Material for the task Block Start
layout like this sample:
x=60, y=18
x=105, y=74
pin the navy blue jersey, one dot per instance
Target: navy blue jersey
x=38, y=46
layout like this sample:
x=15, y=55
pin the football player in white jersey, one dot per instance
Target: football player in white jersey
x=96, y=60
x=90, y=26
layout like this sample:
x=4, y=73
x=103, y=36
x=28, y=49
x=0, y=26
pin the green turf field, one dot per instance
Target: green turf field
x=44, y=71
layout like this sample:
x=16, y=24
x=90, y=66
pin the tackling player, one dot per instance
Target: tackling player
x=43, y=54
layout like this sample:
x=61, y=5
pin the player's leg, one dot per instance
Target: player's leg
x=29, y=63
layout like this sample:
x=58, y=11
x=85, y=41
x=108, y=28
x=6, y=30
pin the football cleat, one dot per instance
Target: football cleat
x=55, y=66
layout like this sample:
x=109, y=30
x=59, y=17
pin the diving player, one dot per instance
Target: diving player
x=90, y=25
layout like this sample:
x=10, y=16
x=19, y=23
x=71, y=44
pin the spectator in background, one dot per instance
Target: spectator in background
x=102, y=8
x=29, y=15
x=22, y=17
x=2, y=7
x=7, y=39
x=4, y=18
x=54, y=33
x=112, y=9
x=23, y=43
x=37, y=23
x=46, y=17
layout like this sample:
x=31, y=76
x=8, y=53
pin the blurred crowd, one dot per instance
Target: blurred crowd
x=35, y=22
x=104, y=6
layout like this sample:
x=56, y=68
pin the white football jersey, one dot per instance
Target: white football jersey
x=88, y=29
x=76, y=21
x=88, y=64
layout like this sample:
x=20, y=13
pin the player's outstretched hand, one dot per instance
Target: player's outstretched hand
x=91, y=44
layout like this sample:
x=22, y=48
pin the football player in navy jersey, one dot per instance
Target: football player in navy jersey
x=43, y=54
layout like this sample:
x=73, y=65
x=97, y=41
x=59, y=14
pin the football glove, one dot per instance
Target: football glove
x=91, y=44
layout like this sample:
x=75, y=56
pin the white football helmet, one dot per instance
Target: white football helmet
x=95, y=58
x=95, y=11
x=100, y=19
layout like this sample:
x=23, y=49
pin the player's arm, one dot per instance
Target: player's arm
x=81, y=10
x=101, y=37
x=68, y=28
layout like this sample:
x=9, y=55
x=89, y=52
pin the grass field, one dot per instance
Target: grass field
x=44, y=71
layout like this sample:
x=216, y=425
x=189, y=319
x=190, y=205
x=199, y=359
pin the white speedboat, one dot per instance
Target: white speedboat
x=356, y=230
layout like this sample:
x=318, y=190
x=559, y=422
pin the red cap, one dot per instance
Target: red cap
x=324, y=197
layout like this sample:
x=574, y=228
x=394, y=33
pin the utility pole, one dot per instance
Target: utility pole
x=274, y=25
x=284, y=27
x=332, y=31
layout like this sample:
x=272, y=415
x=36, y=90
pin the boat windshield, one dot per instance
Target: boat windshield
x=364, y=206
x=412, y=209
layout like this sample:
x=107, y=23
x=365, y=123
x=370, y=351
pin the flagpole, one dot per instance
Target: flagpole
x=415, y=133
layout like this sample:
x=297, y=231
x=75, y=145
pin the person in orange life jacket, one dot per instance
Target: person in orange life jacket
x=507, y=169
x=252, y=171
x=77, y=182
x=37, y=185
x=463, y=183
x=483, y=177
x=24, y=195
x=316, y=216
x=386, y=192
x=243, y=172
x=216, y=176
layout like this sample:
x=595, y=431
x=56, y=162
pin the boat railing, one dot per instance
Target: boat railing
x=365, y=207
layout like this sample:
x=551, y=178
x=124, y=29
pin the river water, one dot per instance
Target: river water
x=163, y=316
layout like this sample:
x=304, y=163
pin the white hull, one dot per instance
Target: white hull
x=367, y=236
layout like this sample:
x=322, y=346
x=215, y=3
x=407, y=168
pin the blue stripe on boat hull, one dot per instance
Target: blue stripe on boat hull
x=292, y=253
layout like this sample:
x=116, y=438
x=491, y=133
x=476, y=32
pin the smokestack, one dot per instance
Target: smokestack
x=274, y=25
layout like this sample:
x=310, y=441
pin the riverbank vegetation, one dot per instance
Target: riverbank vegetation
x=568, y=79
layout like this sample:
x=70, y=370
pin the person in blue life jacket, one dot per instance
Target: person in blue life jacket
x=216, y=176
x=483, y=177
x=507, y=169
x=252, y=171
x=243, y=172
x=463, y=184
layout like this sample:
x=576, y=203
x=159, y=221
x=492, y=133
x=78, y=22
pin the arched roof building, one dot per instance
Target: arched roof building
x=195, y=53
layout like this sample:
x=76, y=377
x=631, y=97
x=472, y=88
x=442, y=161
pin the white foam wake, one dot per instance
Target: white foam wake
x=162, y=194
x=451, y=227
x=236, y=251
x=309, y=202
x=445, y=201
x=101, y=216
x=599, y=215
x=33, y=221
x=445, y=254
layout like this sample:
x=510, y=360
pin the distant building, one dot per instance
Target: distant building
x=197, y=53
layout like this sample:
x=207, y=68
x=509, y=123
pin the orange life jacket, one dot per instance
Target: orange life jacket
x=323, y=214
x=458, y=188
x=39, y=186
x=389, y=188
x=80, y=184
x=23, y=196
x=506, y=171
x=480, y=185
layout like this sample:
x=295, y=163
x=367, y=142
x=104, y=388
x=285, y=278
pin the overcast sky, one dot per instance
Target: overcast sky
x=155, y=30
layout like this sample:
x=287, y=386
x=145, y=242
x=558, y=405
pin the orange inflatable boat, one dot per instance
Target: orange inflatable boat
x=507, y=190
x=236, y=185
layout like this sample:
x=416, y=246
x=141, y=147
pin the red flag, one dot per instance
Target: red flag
Material for the task Block End
Repeat the data in its entirety, word for word.

Solution for this problem →
layout like this sample:
x=60, y=18
x=105, y=74
pin the navy blue jersey, one dot per instance
Target: navy blue jersey
x=38, y=46
layout like this sample:
x=15, y=55
pin the football player in white jersey, one dot per instance
Target: football player in white jersey
x=96, y=60
x=90, y=26
layout like this sample:
x=4, y=73
x=103, y=36
x=28, y=49
x=0, y=26
pin the green turf field, one dot per instance
Target: green turf field
x=44, y=71
layout like this sample:
x=16, y=24
x=90, y=66
pin the tackling player, one dot per instance
Target: tackling player
x=43, y=54
layout like this sample:
x=61, y=5
pin the player's leg, one dot per instance
Target: player's leg
x=29, y=63
layout like this sample:
x=58, y=11
x=85, y=41
x=108, y=28
x=6, y=30
pin the football cleat, one dot per instance
Target: football cleat
x=55, y=66
layout like this sample:
x=109, y=30
x=59, y=17
pin the diving player, one dot per instance
Target: diving player
x=90, y=25
layout like this sample:
x=10, y=16
x=19, y=23
x=71, y=44
pin the spectator in background, one dot per instance
Target: spectator in background
x=102, y=8
x=29, y=15
x=22, y=17
x=2, y=7
x=7, y=39
x=4, y=18
x=54, y=33
x=112, y=9
x=23, y=43
x=37, y=23
x=46, y=17
layout like this sample:
x=31, y=76
x=8, y=53
pin the blurred crowd, one dot per instance
Target: blurred crowd
x=35, y=22
x=104, y=6
layout like this sample:
x=56, y=68
pin the white football jersey, one dot per instance
Target: white football jersey
x=88, y=29
x=76, y=21
x=88, y=64
layout like this sample:
x=20, y=13
pin the player's outstretched hand, one dot per instance
Target: player's outstretched hand
x=91, y=44
layout like this sample:
x=22, y=48
pin the football player in navy jersey, one dot per instance
Target: football player in navy jersey
x=43, y=54
layout like this sample:
x=73, y=65
x=97, y=41
x=59, y=14
pin the football glove, one dot per instance
Target: football glove
x=91, y=44
layout like this sample:
x=75, y=56
pin the white football helmet, one dot per instance
Target: white football helmet
x=95, y=58
x=95, y=11
x=100, y=19
layout like this sample:
x=23, y=49
pin the player's arm, one dot per instance
Target: player's arm
x=81, y=10
x=101, y=37
x=68, y=28
layout like this sample:
x=9, y=55
x=89, y=52
pin the grass field, one dot per instance
Target: grass field
x=44, y=71
layout like this sample:
x=216, y=425
x=189, y=319
x=190, y=205
x=199, y=359
pin the white speedboat, one dot per instance
Target: white speedboat
x=356, y=230
layout like this sample:
x=318, y=190
x=559, y=422
pin the red cap, one dot per instance
Target: red cap
x=324, y=197
layout like this sample:
x=574, y=228
x=394, y=33
pin the utility pole, one dot per instance
Target: utility pole
x=274, y=25
x=284, y=27
x=332, y=31
layout like this sample:
x=272, y=415
x=36, y=90
pin the boat windshield, one dot per instance
Target: boat windshield
x=364, y=206
x=412, y=209
layout like this sample:
x=107, y=23
x=365, y=123
x=370, y=351
pin the flagpole, one dot per instance
Target: flagpole
x=415, y=133
layout like this sample:
x=297, y=231
x=75, y=145
pin the person in orange life jacket, one dot per instance
Target: person in orange life jacket
x=507, y=169
x=252, y=171
x=77, y=182
x=37, y=185
x=463, y=183
x=483, y=177
x=24, y=195
x=316, y=216
x=386, y=192
x=243, y=172
x=216, y=176
layout like this sample:
x=595, y=431
x=56, y=162
pin the boat railing, one dot per instance
Target: boat railing
x=365, y=207
layout like this sample:
x=551, y=178
x=124, y=29
pin the river water, one dot per instance
Target: river water
x=163, y=316
layout like this sample:
x=304, y=163
pin the white hull, one dot per instance
Target: white hull
x=367, y=236
layout like this sample:
x=322, y=346
x=215, y=3
x=407, y=168
pin the blue stripe on boat hull, one dot per instance
Target: blue stripe on boat hull
x=292, y=253
layout like this sample:
x=116, y=438
x=491, y=133
x=476, y=32
pin the smokestack, one dot per instance
Target: smokestack
x=274, y=25
layout like this sample:
x=310, y=441
pin the riverbank vegetation, one dot per instance
Target: riverbank vegetation
x=568, y=79
layout like this sample:
x=70, y=370
pin the person in blue life jacket, one dot per instance
Target: person in blue life jacket
x=216, y=176
x=483, y=177
x=507, y=169
x=252, y=171
x=243, y=172
x=463, y=184
layout like this sample:
x=576, y=203
x=159, y=221
x=492, y=133
x=78, y=22
pin the arched roof building, one dot per instance
Target: arched roof building
x=195, y=53
layout like this sample:
x=76, y=377
x=631, y=97
x=472, y=88
x=442, y=161
pin the white foam wake, one dot per instance
Target: white foam wake
x=162, y=194
x=451, y=227
x=236, y=251
x=309, y=202
x=445, y=201
x=101, y=216
x=599, y=215
x=33, y=221
x=445, y=254
layout like this sample:
x=510, y=360
pin the distant building, one dot per instance
Target: distant building
x=197, y=53
layout like this sample:
x=207, y=68
x=509, y=123
pin the orange life jacket, one dot per instance
Target: orange life jacket
x=323, y=214
x=458, y=188
x=39, y=186
x=389, y=188
x=80, y=184
x=23, y=196
x=506, y=171
x=480, y=185
layout like this sample:
x=295, y=163
x=367, y=142
x=104, y=388
x=285, y=278
pin the overcast sky, one dot per instance
Target: overcast sky
x=155, y=30
layout like this sample:
x=287, y=386
x=145, y=242
x=558, y=405
pin the orange inflatable boat, one dot per instance
Target: orange inflatable boat
x=507, y=190
x=236, y=185
layout like this sample:
x=416, y=246
x=141, y=147
pin the red flag, one dot per instance
Target: red flag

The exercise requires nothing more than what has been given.